● **Direction**:
Print out each entry below exactly, please.

● **Data supplied**:
#####
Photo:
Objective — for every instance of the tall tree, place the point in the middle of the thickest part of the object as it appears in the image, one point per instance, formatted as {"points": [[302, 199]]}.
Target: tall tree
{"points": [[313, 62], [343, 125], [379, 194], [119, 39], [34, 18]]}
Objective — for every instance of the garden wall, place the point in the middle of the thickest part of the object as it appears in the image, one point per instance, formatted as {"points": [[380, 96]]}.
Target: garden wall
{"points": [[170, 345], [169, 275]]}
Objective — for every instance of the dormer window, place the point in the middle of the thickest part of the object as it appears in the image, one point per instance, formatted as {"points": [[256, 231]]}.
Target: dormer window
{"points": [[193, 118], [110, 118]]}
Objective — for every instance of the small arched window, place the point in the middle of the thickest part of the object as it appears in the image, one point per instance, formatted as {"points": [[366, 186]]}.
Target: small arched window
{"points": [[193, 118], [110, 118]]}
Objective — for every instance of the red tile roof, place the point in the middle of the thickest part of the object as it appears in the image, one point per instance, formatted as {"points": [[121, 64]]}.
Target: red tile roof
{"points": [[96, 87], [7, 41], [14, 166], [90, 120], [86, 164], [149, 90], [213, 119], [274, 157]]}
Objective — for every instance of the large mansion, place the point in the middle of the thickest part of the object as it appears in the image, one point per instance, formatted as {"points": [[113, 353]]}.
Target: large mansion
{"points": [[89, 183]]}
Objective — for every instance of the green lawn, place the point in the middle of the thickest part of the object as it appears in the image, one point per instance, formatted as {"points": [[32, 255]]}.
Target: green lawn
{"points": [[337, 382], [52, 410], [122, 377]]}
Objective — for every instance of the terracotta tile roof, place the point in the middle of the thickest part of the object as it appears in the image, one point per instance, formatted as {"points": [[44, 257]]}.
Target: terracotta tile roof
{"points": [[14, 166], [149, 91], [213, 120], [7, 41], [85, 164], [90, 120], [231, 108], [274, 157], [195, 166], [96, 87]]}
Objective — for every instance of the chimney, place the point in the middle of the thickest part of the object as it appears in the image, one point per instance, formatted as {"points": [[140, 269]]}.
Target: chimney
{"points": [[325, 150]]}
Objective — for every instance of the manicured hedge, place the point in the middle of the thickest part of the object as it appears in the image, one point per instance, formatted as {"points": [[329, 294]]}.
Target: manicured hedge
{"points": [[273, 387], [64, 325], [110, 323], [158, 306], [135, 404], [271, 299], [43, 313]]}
#####
● **Solution to this problem**:
Photo:
Objective — for every instance of the tall tree, place the point in the middle of the thickest part of the object as it appears in the image, one point per instance, formatted as {"points": [[302, 199]]}.
Target: tall tree
{"points": [[313, 62], [343, 125], [379, 194], [119, 39], [34, 18]]}
Objective — for every instance of the garden wall, place the point in the middle of the thickest part of the object as it appears in the image, one point per instance, formatted as {"points": [[380, 96]]}.
Target: garden wall
{"points": [[170, 345], [169, 275]]}
Objective — for every instance of the dormer window, place the point in the middle of the thickest part of the object as it appears in the image, one point per instance, formatted as {"points": [[256, 231]]}.
Target: dormer window
{"points": [[193, 118], [110, 118]]}
Objective — for every instance of the small arched window, place the point in the middle of the thickest part of the object as it appears in the image, one point per instance, formatted as {"points": [[366, 186]]}.
Target: small arched window
{"points": [[193, 118], [110, 118]]}
Objective — for every instance of the red tile roof, place the point in the middle of the thickest part of the object as it appears in the image, one point per instance, formatted as {"points": [[121, 64]]}.
Target: red tile roof
{"points": [[96, 87], [7, 41], [14, 166], [90, 120], [86, 164], [149, 90], [213, 119], [274, 157]]}
Objective — for every instance of the large mansion, place the point in the middle of the thickest part of the object as it appears in the image, one point per instance, formatted as {"points": [[113, 353]]}.
Target: large mansion
{"points": [[89, 183]]}
Objective — for every instance of the green lawn, place the point in the middle of the thickest part of the object as it appears in the image, one point per instance, formatted as {"points": [[32, 255]]}.
Target: green lawn
{"points": [[337, 382], [52, 410], [122, 377]]}
Objective — for every instance of the terracotta tile roof, place the point in the middle of the thickest part of the object as it appears in the image, one point per instance, formatted as {"points": [[44, 257]]}.
Target: terracotta tile roof
{"points": [[14, 166], [149, 91], [213, 120], [7, 41], [85, 164], [90, 120], [231, 108], [274, 157], [195, 166], [96, 87]]}
Objective — for every instance of the chimney, place the point in the middle of the thickest part of the object as it appears in the image, one point per instance, formatted as {"points": [[140, 269]]}.
Target: chimney
{"points": [[325, 150]]}
Objective — for every instance of the manicured hedge, place the point in the middle of the thickest part of the object as it appears in the image, one point per instance, formatted as {"points": [[329, 294]]}.
Target: manicured hedge
{"points": [[273, 387], [64, 325], [110, 323], [158, 306], [135, 404], [271, 299], [43, 313]]}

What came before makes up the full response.